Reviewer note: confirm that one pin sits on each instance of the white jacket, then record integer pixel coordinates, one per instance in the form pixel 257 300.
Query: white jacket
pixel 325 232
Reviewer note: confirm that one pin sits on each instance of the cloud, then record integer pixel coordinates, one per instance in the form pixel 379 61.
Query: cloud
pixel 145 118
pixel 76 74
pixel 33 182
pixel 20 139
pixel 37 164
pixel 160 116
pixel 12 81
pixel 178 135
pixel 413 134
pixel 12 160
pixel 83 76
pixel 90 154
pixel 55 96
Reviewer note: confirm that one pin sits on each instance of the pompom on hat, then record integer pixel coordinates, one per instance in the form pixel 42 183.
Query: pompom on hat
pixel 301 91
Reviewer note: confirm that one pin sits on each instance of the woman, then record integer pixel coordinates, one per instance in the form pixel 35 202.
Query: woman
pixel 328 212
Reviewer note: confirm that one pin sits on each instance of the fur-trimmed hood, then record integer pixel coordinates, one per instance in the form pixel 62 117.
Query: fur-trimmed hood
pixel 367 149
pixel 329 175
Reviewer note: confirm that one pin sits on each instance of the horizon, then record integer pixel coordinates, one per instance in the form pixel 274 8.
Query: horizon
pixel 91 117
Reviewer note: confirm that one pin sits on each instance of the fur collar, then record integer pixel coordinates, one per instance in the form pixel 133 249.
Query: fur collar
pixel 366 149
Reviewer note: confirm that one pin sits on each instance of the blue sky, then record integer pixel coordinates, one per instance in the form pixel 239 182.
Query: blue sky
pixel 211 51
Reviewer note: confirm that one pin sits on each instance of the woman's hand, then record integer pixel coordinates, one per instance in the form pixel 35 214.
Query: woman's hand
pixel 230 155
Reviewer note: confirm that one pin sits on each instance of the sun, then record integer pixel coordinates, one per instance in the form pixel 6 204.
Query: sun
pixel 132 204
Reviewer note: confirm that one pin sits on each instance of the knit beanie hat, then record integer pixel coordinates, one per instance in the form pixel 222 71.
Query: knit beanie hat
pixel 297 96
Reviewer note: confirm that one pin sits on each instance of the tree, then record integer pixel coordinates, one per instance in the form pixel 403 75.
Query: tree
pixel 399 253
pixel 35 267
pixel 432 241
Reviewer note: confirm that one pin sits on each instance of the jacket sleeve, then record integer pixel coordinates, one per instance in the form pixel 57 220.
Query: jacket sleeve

━━━━

> Task goal
Can you write out all of the material above again, swapping "Reviewer note" for "Annotator note" wherever it occurs and leaving every other character unchanged?

> Solution
Annotator note: confirm that one pin sits on each instance of the white jacket, then record integer pixel coordinates, one per instance in the form pixel 257 300.
Query: white jacket
pixel 325 232
Annotator note: confirm that one pin sits on each instance of the cloud, then record integer pixel coordinates, one per instance in the form pixel 379 61.
Query: cloud
pixel 145 118
pixel 76 74
pixel 33 182
pixel 20 139
pixel 37 164
pixel 160 116
pixel 12 81
pixel 178 135
pixel 413 134
pixel 12 160
pixel 83 76
pixel 90 154
pixel 55 96
Annotator note: confirm that one pin sits on each instance of the pompom on hat, then record integer pixel coordinates, one per instance in the form pixel 42 183.
Query: pompom on hat
pixel 301 91
Annotator note: confirm that one pin sits on each instance of the woman, then record integer pixel coordinates, one per instance in the form pixel 35 202.
Query: woman
pixel 328 212
Annotator note: confirm that one pin sits on each instance of the fur-trimmed hood, then record integer pixel coordinates, one per instance in the form pixel 62 117.
Query: fur-trimmed hood
pixel 367 149
pixel 329 175
Annotator note: confirm that one pin sits on each instance of the horizon, then record integer pixel coordinates, one per instance in the form pixel 274 8.
Query: horizon
pixel 91 117
Annotator note: confirm that one pin sits on each instance of the fur collar, then record integer pixel coordinates, one per instance in the form pixel 133 249.
Query: fur collar
pixel 366 149
Annotator note: confirm that one pin sits on each instance of the blue sky, then record integer pixel coordinates, one per instance in the form pixel 239 182.
Query: blue sky
pixel 211 51
Annotator note: confirm that one pin sits on each instance of the woman's hand, then record integer pixel coordinates, one per instance in the form pixel 35 214.
Query: woman's hand
pixel 230 155
Annotator note: confirm that one pin sits on each instance of the sun, then record integer pixel coordinates, one per instance in the form pixel 6 204.
Query: sun
pixel 132 204
Annotator note: confirm that one pin sits on each instance of the knit beanie hat, then record integer pixel coordinates, one per instance in the form pixel 222 71.
Query: knit beanie hat
pixel 297 96
Annotator note: confirm that one pin sits on each instance of the tree, then record integer pixel coordinates, one per instance in the form pixel 403 75.
Query: tree
pixel 399 253
pixel 35 267
pixel 432 241
Annotator note: confirm that one pin sits on each instance of the jacket sleeve, then record integer pixel coordinates, one per instance in the form pixel 57 220.
Query: jacket sleeve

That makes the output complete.